TEXT SHOWN:
* * * * *

Turns out the head is not meant to cantilever.

Unfortunately, text neck is collateral damage of the smartphone era. It’s not good that we all naturally assume text neck posture when a screen is near our face. But further, I worry Gen Z and the generations that follow them will grow up emulating text neck as the cool stance of their culture — much the way kids of the past grew up idolizing cigarette smokers.

In short, this a warning — that we all must do exactly like Wu-Tang told us! “Protect Yo Neck.”

Getting Metaphysical and Hitting the Center of the Bulls-Eye

Undeniably, Attia and Peterson’s work overlaps on the topic of archery.

Surprisingly, Jordan Peterson’s metaphor for “standing up straight with your shoulders back” goes deeper than even he might realize.

Specifically, what I mean is that although Peterson has a lecture about archery — he doesn’t correlate it to Chapter 1 of his book.

Look at what Peterson says about archery:

“That’s actually a relevant detail: the fact that Ishmael (Abraham’s son) became an archer … The word ‘sin’ is derived from a Greek word, ‘hamartia, even though it sounds nothing like that word. Hamartia is actually an archery term. It means to miss the bullseye.

That’s a lovely metaphor for sin, I think, because it’s associated so tightly with the idea of goal, direction, and aim. There’s a metaphorical idea that’s embedded in that image, and that is that a human being is something that specifies a target … We are aiming creatures. It’s built right into our body. We’re built on a hunting platform. We’re aiming creatures. We do that cognitively, as well as behaviorally. We’ve been doing that for who knows how long — millions of years, really.

* * * * *

TASK SET:
- 1) Print the passage about posture and archery between "Unfortunately, text neck" and "of his book.", inclusive.
- 2) In the passage about posture and archery, what does the archery term "hamartia" mean?

* * * * *

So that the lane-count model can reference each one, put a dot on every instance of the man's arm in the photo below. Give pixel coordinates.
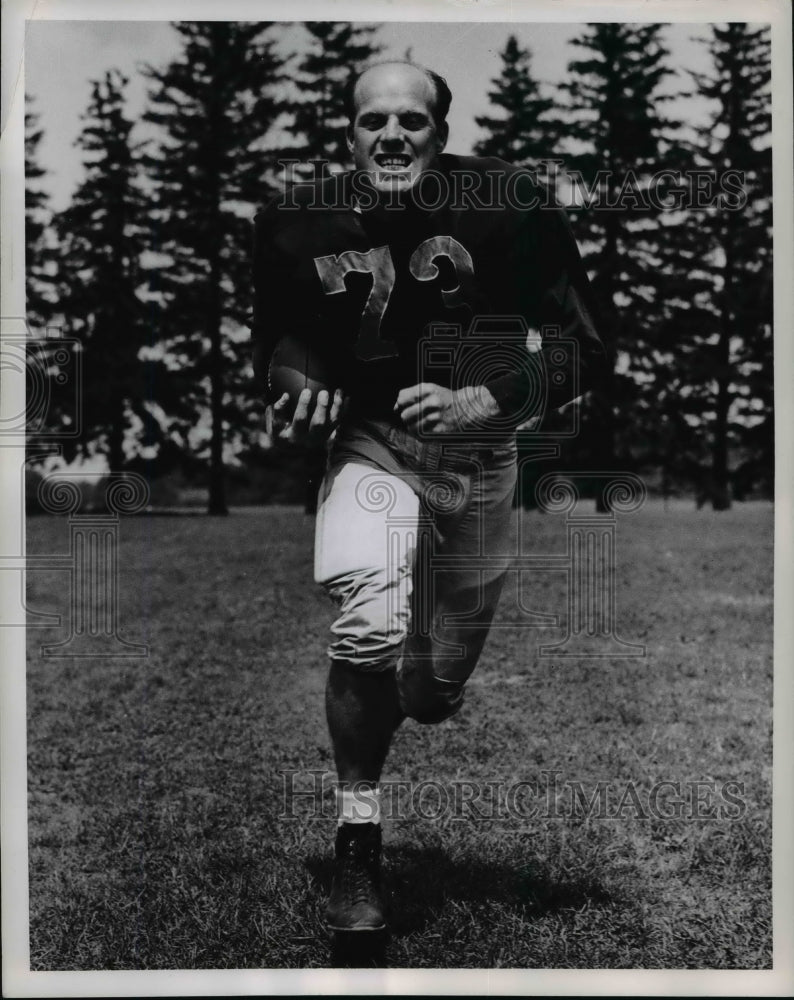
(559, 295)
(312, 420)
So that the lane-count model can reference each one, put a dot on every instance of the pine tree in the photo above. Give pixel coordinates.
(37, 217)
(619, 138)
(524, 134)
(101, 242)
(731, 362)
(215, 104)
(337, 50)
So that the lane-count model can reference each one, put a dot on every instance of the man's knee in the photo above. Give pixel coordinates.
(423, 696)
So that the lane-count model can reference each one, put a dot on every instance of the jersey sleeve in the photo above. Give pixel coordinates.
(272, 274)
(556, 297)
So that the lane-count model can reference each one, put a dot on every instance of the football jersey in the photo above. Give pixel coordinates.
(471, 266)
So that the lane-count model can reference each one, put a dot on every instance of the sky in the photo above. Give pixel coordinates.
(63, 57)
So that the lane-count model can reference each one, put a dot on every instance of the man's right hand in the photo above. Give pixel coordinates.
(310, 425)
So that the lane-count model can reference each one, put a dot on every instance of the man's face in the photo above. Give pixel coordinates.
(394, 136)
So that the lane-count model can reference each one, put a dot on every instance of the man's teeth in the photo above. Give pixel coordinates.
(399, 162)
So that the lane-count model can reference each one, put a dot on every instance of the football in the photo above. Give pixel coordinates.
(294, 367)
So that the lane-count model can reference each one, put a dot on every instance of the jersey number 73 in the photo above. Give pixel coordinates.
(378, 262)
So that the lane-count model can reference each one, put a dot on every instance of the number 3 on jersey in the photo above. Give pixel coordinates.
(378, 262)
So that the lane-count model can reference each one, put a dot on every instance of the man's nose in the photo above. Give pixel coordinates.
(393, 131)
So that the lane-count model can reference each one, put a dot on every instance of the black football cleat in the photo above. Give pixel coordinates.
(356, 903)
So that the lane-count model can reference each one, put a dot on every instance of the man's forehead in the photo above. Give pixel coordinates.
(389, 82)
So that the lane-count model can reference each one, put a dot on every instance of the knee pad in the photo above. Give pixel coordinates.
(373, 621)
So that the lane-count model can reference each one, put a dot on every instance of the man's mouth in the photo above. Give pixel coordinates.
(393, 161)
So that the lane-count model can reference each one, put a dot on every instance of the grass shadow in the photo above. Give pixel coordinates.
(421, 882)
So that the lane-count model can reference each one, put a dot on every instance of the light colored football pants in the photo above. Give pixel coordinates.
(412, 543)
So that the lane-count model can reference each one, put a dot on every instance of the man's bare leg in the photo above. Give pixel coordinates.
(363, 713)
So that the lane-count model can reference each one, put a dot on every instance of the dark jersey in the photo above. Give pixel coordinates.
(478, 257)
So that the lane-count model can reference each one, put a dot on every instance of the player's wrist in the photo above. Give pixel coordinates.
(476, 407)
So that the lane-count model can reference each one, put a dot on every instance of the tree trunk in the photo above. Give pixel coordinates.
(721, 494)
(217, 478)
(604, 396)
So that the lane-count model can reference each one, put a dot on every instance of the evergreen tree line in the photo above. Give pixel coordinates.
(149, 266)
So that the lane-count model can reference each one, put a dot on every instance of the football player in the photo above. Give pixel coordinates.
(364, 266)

* * * * *

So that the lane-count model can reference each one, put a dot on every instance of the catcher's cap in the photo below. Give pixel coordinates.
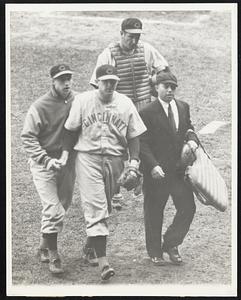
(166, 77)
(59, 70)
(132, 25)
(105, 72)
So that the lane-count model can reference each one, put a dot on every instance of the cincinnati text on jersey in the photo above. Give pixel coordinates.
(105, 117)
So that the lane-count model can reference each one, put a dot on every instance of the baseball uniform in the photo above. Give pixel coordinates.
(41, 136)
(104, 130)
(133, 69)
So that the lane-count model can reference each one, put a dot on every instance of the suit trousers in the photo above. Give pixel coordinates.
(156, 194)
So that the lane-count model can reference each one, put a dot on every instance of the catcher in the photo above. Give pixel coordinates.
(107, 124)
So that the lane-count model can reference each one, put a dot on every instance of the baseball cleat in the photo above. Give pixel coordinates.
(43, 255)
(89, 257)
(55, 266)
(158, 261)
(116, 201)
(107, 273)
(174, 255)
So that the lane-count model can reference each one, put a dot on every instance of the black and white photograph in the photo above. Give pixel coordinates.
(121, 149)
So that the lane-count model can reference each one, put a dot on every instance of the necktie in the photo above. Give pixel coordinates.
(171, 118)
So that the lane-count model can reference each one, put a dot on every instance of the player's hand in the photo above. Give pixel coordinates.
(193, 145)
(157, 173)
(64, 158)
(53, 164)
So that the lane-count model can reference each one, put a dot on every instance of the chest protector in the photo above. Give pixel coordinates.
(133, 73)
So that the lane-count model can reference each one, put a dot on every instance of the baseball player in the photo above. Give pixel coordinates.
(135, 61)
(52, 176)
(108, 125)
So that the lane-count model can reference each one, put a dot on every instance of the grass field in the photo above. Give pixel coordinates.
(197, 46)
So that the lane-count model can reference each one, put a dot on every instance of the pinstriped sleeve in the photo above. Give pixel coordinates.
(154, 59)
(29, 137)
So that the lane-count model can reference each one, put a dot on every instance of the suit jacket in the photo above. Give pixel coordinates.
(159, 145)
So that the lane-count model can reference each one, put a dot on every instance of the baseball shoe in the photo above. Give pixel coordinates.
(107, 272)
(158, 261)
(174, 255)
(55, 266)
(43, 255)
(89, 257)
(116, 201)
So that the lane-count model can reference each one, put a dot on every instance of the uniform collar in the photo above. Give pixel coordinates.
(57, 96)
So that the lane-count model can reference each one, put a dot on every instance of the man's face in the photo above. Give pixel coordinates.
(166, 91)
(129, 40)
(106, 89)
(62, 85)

* * * * *

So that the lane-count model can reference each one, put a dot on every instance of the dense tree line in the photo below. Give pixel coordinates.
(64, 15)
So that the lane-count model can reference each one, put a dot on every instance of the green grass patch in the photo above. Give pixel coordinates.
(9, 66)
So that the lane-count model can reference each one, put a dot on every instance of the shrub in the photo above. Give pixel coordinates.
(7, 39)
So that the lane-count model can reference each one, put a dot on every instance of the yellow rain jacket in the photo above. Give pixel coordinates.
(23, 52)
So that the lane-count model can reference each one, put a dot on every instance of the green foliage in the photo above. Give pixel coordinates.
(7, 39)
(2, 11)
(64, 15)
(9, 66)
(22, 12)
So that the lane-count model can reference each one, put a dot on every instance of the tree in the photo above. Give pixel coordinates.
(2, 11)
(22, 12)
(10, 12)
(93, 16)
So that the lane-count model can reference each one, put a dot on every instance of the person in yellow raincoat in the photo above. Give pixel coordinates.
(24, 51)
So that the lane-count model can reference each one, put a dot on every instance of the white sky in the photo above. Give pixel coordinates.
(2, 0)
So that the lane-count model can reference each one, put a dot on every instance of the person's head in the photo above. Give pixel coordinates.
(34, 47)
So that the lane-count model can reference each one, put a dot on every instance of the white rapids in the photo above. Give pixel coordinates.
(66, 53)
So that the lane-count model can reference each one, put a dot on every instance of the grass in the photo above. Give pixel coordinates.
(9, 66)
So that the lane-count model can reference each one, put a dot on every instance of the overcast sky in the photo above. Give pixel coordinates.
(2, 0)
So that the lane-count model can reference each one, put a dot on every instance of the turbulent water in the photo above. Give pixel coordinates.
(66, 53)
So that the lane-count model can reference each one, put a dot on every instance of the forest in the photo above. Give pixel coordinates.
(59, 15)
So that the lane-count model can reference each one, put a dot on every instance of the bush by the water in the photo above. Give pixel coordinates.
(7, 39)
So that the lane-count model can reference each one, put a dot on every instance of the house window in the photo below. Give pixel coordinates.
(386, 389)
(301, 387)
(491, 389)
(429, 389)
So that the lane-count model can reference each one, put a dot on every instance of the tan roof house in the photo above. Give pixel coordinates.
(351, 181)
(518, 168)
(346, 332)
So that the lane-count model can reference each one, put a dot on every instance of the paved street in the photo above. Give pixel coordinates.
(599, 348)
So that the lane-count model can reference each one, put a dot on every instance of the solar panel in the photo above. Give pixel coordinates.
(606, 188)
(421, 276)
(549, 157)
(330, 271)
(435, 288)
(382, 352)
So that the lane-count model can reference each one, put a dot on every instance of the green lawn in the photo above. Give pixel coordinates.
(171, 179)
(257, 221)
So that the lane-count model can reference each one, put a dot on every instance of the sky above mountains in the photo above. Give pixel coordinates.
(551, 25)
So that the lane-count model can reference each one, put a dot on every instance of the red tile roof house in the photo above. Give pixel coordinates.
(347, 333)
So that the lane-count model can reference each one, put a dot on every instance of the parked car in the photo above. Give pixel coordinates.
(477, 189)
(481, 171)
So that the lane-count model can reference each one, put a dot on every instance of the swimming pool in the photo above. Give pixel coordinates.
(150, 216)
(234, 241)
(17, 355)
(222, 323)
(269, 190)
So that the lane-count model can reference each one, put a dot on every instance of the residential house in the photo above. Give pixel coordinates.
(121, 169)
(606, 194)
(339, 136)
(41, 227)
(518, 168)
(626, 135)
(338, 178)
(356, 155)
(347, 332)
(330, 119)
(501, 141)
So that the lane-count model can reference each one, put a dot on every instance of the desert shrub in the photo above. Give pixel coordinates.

* * * * *

SOLUTION LIST:
- 1)
Unfortunately, text neck is collateral damage of the smartphone era. It’s not good that we all naturally assume text neck posture when a screen is near our face. But further, I worry Gen Z and the generations that follow them will grow up emulating text neck as the cool stance of their culture — much the way kids of the past grew up idolizing cigarette smokers.

In short, this a warning — that we all must do exactly like Wu-Tang told us! “Protect Yo Neck.”

Getting Metaphysical and Hitting the Center of the Bulls-Eye

Undeniably, Attia and Peterson’s work overlaps on the topic of archery.

Surprisingly, Jordan Peterson’s metaphor for “standing up straight with your shoulders back” goes deeper than even he might realize.

Specifically, what I mean is that although Peterson has a lecture about archery — he doesn’t correlate it to Chapter 1 of his book.

- 2) It means to miss the bullseye.